For example Rust's current unstable sort takes ~24 comparisons on average for each of 10^7 truly random elements to sort them all, but if instead all those elements are chosen (still at random) from only 20 possibilities, it only needs a bit more than five comparisons regardless of whether there are 10^3 elements or 10^7.
Unlike "On this Intel i6-9402J Multi Wazoo (Bonk Nugget Edition) here are my numbers" which is not very useful unless you also have the i6-9402J in that specific edition, these comparison counts get to a more fundamental property of the algorithm that transcends micro architecture quirks which will not matter next year.
Vecr 28 days ago [-]
"My boss wants to buy systems with the Intel i10-101010F Medium Core Platinum (with rowhammer & Sonic & Knuckles), can you buy this $20,000 box and test your program so I can write him a report?"
What's your point? The paper you're linking does not include the analysis the post you're responding to is asking for.
gymbeaux 27 days ago [-]
It does give some insight into what you seek, at least. For example, “We find that for smallern≲262144, JesseSort is slower than Python’s default sort.”
I’d like to see a much larger n but the charts in the research paper aren’t really selling JesseSort. I think as more and more “sorts” come out, they all get more niche. JesseSort might be good for a particular dataset size and ordering/randomness but from what I see, we shouldn’t be replacing the default Python sorting algorithm.
tim-peters 26 days ago [-]
I want to elaborate on timing cautions: a sort that specializes to 4-byte machine ints is doing something that can't be expressed directly in CPython. Its lists are heterogeneous, types aren't known until runtime, and there is no native (to Python) concept of "4-byte int". All CPython ints are stored in "bigint" (unbounded) format, and even zero requires 32 bytes of storage in the format (overheads for a type pointer, refcount, 16-byte heap alignment padding). That format isn't 2's complement either (although it creates the semantic _illusion_ of being such): it's sign+magnitude.
The general object comparison machinery is very expensive at runtime, essentially repeated from scratch on every compare. To mitigate this, CPython does a prepass over the list (O(n)) to see whether the list is in fact homogenous, and, if so, of a type that can use a more specialized comparison function. Not free, but pays off hugely if you are in fact sorting a list of "small enough" machine ints. But it doesn't change the storage format: on every compare, cycles are still consumed to transform CPython's sign+magnitude bigint format to native 2's-complement for native machine code to compare directly.
I expect this accounts for most of the observed "speedup" over timsort. Despite semi-heroic efforts to cut the cost, comparisons of native ints in CPython will always be significantly more expensive than code specialized to compare native ints directly. At least until (if ever) CPython learns how to "unbox" ints. The PyPy implementation of Python already does, and sorting lists of native machine ints runs about twice as fast under PyPy. It's not the sorting algorithm that matters to this, it's the relative cost of machine-int compares, and almost certainly too the cache pressure of using many more bytes to store small ints than necessary in "boxed" format.
As mentioned elsewhere, JesseSort reminds me most of the old and simpler "patience sorting", with which it has a lot in common. Both keep a collection of sorted sublists (to be merged at the end), both use binary search to pick a collection member to which to add 'the next" input, both excel at "low diversity" inputs, both (on average) end up with O(sqrt(n)) sublists on randomly ordered inputs, and neither is "naturally" stable.

• _EXTRACTED RECORDS_
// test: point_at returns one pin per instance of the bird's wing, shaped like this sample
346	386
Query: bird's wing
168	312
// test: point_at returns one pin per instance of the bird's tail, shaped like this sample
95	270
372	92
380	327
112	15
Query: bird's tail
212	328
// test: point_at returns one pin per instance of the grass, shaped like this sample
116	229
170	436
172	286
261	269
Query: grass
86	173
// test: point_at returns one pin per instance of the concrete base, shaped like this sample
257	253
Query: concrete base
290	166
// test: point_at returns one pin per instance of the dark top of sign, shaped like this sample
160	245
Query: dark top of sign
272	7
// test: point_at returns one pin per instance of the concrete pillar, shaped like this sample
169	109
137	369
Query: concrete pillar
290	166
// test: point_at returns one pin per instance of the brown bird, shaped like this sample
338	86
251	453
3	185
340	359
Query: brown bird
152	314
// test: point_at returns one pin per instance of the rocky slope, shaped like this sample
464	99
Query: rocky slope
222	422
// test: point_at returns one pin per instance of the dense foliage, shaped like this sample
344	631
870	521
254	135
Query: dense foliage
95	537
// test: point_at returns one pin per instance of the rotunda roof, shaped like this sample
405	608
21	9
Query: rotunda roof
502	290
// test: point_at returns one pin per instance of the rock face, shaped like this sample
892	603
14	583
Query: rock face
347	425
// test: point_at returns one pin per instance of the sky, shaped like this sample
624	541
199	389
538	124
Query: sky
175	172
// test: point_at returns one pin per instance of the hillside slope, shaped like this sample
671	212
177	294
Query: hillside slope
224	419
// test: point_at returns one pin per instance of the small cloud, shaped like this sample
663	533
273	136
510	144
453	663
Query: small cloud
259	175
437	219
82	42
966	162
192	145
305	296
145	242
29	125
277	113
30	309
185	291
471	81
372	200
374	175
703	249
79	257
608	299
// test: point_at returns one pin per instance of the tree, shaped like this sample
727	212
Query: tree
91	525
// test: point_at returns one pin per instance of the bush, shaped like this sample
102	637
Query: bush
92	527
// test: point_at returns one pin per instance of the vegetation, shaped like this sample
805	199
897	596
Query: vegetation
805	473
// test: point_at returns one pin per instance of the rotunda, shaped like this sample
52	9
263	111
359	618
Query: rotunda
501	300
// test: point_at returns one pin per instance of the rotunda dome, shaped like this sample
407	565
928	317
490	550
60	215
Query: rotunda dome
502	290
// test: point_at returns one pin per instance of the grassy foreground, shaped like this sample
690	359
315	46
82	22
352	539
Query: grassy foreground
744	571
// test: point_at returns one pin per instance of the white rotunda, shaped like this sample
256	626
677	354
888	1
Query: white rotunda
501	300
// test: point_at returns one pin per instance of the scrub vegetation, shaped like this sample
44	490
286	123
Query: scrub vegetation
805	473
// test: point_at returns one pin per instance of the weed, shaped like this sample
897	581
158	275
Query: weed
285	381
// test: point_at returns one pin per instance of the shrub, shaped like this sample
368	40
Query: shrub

• _PROBLEM STATEMENT_
In the sorting thread, how many bytes of storage does even the integer zero require in CPython's bigint format? The rows have no connection to the sorting thread.

• _WRITTEN RESPONSE_
32 bytes.